___ Records for processing ___

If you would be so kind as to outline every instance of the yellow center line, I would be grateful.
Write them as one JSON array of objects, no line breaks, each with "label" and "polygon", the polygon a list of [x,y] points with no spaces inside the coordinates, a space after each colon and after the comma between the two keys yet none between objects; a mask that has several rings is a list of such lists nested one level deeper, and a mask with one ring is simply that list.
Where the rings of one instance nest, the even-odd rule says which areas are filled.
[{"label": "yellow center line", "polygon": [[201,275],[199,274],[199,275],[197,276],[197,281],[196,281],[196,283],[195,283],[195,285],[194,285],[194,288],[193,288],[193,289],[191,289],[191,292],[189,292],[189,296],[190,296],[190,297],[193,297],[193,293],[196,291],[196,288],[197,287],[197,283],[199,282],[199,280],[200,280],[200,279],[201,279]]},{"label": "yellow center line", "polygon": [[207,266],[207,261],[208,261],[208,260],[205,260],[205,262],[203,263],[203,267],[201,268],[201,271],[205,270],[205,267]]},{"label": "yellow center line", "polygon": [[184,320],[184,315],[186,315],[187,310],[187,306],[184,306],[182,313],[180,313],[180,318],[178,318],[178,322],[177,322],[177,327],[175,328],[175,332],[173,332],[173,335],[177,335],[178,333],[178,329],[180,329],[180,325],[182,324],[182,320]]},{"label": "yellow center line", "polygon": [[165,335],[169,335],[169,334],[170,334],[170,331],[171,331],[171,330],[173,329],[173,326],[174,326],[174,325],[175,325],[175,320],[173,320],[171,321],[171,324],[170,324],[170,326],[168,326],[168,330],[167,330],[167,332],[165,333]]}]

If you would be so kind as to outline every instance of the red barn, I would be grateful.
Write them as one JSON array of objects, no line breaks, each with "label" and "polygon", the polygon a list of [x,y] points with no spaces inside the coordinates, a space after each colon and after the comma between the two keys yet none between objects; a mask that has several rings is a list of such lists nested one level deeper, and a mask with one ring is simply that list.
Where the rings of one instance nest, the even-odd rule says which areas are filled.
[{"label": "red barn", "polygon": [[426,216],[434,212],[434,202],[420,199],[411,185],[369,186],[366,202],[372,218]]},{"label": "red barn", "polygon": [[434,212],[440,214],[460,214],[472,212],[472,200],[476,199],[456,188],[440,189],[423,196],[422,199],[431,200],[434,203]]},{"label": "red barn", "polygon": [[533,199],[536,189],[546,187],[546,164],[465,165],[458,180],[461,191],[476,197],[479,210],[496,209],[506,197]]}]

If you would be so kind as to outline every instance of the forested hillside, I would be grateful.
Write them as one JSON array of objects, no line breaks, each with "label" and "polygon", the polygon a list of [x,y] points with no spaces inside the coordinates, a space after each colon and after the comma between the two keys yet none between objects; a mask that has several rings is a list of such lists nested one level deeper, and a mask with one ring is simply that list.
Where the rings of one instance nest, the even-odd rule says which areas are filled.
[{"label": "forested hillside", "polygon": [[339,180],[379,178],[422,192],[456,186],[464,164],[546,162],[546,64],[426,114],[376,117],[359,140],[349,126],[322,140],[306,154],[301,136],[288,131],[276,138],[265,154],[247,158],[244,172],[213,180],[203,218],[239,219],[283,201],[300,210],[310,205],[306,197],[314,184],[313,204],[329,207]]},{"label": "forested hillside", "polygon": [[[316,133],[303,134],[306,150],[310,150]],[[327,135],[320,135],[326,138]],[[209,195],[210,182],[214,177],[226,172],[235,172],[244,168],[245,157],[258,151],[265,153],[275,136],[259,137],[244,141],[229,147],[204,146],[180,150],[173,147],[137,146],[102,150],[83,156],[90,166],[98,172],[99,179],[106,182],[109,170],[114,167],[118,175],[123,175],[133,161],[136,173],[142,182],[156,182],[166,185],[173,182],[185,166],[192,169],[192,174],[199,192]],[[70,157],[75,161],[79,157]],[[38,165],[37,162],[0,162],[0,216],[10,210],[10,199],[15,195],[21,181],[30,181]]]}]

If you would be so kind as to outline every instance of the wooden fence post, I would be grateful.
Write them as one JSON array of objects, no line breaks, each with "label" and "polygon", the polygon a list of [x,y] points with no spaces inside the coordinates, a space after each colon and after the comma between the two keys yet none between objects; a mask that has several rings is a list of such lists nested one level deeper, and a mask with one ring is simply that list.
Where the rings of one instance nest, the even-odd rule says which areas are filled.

___

Task description ->
Quote only the lines from the line containing "hillside, I would be grateful." through the end of the listing, please, keeping both the first and the last line.

Solution to this exercise ->
If you would be so kind as to outline every instance of the forested hillside, I would be grateful.
Write them as one JSON array of objects, no line breaks, each with "label" and "polygon", the polygon a list of [x,y] points with no spaces inside the coordinates, a space after each colon and after the comma between the two keys yet none between objects; a mask that has several rings is a list of such lists nested one level deeper, and a mask with one ring is simply that list.
Where the rings of one instance nest, the even-odd rule says which areas are filled.
[{"label": "forested hillside", "polygon": [[339,180],[379,178],[422,192],[456,186],[464,164],[546,162],[546,64],[426,114],[376,117],[359,140],[349,126],[322,140],[306,154],[301,136],[288,131],[276,138],[265,154],[247,158],[244,172],[213,180],[203,218],[239,219],[283,201],[300,210],[310,205],[306,197],[314,184],[313,204],[329,207]]},{"label": "forested hillside", "polygon": [[[316,133],[303,134],[306,150],[310,150]],[[327,135],[320,135],[326,138]],[[209,195],[210,182],[214,177],[226,172],[235,172],[244,168],[245,157],[258,151],[265,153],[275,136],[259,137],[244,141],[229,147],[204,146],[180,150],[173,147],[137,146],[102,150],[83,156],[90,166],[98,172],[99,179],[106,182],[109,170],[114,167],[118,175],[123,175],[133,161],[136,173],[142,182],[156,182],[166,185],[173,182],[185,166],[192,169],[192,174],[199,192]],[[70,157],[75,161],[79,157]],[[38,165],[37,162],[0,162],[0,216],[10,210],[10,199],[15,195],[21,181],[30,181]]]}]

If you would be so kind as to outline every instance of the wooden fence post, I would be grateful.
Write them as one JSON array of objects, no line breaks, each with "label" and "polygon", the polygon a list of [x,y] points with no spaces inside the coordinates, a space after each colon and after the comma between the two keys yet none between objects; a mask that has several rings is a list of such lists nested one level deeper, and a mask with one ring is simply that list.
Where the rings of one instance nest, the even-odd rule says which areas are filled.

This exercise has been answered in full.